Work task: Exactly the lines below from the one with "Task: identify the black" up to and including the one with "Task: identify the parked" make up the answer, with nothing else added.

Data extract:

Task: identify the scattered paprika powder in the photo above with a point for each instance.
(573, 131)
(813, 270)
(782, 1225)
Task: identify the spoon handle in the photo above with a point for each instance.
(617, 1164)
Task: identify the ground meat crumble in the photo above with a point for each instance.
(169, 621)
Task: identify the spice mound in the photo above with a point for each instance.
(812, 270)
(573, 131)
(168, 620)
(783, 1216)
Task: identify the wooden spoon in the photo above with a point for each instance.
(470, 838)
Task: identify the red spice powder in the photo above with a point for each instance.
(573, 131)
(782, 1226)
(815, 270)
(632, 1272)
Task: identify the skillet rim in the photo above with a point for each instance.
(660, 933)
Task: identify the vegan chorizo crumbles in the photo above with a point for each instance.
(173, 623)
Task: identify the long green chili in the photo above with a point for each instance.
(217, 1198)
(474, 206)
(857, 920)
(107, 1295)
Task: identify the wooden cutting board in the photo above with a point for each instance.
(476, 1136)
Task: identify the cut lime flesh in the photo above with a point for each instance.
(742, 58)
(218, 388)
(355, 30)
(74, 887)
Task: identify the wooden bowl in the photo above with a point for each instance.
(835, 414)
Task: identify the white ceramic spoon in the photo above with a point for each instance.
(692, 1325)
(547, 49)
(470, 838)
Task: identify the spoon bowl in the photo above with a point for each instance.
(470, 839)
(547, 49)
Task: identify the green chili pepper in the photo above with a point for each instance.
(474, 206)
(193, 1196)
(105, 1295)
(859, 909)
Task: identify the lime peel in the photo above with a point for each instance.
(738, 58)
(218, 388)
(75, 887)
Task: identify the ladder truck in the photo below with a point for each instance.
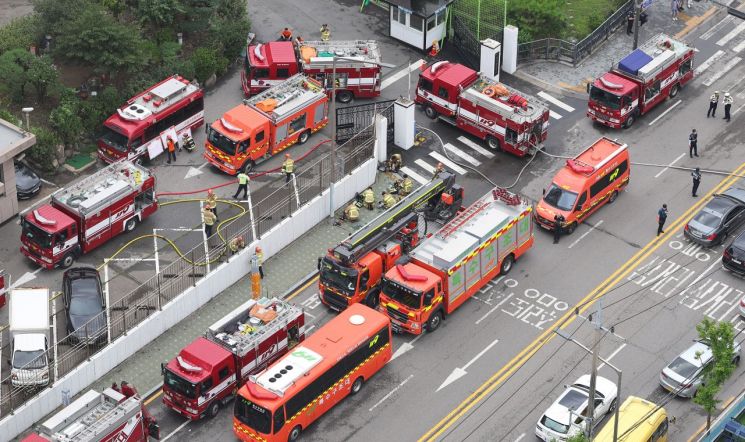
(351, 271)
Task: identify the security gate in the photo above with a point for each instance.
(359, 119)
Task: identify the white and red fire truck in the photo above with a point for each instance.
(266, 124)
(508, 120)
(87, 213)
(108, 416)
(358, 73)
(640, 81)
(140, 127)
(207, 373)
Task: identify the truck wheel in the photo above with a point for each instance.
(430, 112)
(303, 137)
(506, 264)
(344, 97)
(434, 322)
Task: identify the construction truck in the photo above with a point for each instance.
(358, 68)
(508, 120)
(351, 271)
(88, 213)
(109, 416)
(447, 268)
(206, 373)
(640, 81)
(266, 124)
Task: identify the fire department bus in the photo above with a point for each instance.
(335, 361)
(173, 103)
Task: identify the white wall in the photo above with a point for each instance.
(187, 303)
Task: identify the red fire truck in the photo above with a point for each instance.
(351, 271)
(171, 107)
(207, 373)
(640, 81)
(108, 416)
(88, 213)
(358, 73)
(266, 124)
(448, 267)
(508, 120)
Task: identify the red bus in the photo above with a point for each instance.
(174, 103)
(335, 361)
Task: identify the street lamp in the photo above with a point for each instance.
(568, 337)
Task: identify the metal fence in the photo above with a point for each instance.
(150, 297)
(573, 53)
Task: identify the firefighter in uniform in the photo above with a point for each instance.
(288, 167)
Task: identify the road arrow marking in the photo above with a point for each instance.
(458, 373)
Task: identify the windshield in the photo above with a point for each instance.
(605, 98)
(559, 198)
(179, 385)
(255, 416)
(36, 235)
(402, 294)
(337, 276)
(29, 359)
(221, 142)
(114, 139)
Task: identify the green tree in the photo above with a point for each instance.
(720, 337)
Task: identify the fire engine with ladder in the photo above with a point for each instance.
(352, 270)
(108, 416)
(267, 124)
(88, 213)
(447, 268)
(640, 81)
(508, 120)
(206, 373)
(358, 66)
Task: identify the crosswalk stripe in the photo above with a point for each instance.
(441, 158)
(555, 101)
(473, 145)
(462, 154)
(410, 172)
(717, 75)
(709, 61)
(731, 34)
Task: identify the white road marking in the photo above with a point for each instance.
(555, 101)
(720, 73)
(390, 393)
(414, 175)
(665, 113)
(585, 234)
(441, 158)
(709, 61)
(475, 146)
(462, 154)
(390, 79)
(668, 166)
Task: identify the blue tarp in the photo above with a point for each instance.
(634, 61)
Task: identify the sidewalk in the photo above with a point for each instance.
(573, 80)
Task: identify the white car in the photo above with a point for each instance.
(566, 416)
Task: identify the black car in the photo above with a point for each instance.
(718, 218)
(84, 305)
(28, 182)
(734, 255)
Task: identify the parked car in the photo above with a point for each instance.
---
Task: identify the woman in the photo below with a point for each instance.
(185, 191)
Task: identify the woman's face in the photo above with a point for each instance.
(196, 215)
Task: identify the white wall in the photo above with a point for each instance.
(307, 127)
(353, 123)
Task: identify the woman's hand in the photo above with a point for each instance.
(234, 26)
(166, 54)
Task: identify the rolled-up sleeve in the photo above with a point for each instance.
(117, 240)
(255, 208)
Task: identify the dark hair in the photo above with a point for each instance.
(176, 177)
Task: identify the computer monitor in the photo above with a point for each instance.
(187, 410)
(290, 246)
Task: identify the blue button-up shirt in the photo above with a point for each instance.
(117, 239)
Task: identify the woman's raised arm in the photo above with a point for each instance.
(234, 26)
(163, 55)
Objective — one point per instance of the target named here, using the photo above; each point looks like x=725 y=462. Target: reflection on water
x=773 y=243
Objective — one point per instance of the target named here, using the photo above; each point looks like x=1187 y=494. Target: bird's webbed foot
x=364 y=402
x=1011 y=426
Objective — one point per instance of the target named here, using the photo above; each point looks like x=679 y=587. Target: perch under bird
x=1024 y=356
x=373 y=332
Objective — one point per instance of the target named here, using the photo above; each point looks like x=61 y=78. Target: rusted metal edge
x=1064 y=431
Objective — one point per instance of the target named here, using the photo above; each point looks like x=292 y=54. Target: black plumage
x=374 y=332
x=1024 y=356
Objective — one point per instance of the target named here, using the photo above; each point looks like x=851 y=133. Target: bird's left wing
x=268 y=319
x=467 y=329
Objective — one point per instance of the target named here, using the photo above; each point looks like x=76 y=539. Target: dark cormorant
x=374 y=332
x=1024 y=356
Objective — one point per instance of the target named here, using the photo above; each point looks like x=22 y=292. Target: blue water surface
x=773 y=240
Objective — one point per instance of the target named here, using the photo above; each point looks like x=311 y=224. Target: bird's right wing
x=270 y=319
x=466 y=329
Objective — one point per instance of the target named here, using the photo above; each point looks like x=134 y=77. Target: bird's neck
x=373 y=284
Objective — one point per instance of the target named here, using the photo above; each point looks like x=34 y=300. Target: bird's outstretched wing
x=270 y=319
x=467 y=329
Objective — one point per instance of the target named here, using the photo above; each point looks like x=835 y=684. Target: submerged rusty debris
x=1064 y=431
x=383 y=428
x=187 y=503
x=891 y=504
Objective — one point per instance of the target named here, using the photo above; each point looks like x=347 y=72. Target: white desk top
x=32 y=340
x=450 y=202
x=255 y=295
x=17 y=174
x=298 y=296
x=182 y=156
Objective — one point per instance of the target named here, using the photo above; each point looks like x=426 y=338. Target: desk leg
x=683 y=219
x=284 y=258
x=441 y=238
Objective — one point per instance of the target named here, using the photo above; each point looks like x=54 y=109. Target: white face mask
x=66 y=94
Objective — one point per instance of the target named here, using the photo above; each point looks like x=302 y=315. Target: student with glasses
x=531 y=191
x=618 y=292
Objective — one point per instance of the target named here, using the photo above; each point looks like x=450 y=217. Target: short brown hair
...
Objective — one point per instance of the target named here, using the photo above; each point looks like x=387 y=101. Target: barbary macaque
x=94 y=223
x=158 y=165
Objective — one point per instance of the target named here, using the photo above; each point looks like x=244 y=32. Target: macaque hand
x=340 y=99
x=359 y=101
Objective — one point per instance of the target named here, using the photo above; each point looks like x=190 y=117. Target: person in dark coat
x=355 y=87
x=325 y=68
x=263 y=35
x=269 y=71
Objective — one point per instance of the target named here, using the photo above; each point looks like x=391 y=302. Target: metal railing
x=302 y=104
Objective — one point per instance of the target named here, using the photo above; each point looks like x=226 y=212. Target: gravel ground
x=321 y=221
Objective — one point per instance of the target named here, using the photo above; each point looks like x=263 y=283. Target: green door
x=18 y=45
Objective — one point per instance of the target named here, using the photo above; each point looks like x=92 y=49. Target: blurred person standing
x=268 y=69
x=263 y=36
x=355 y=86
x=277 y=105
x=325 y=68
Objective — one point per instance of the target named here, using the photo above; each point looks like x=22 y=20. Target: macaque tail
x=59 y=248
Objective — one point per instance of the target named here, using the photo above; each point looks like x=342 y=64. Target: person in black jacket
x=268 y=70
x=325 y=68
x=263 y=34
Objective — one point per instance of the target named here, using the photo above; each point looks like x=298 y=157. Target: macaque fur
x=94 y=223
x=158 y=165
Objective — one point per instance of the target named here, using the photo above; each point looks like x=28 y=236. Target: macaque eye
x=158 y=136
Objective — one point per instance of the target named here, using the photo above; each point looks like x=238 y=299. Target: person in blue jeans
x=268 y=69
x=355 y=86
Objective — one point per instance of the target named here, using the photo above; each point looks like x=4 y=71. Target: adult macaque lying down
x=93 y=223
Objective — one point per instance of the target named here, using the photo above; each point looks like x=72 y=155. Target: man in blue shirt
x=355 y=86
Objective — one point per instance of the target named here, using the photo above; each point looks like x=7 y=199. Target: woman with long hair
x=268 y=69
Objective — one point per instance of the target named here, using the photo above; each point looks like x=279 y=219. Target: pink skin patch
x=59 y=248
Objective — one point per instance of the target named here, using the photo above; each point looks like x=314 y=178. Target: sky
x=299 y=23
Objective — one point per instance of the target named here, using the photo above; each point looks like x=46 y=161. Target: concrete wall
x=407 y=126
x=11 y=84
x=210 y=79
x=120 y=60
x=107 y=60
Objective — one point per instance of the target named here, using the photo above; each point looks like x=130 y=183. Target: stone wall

Answer space:
Task: identify the black car in the photo above with a point for each instance.
(718, 218)
(84, 305)
(28, 182)
(734, 255)
Task: identify the parked car in the photo above with a point for each instance.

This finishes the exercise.